— WHAT IS ASKED —
Rewrite the records from the line containing "Every instance of the mountain" through the end of the records, inclusive, replacing "mountain range" with "ridge line" and keeping everything else the same.

— INFORMATION SHOWN —
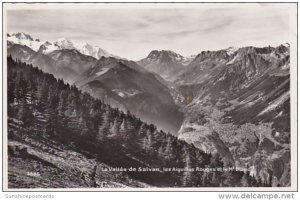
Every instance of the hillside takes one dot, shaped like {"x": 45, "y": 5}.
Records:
{"x": 56, "y": 131}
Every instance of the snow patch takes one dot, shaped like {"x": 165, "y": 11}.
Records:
{"x": 102, "y": 71}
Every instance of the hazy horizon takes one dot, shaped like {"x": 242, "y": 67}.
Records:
{"x": 133, "y": 33}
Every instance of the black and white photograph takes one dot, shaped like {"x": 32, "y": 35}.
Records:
{"x": 150, "y": 96}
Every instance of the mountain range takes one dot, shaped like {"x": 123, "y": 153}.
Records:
{"x": 234, "y": 101}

— SOLUTION —
Every instance of the ridge line takes one dot, shaped like {"x": 123, "y": 153}.
Records:
{"x": 234, "y": 101}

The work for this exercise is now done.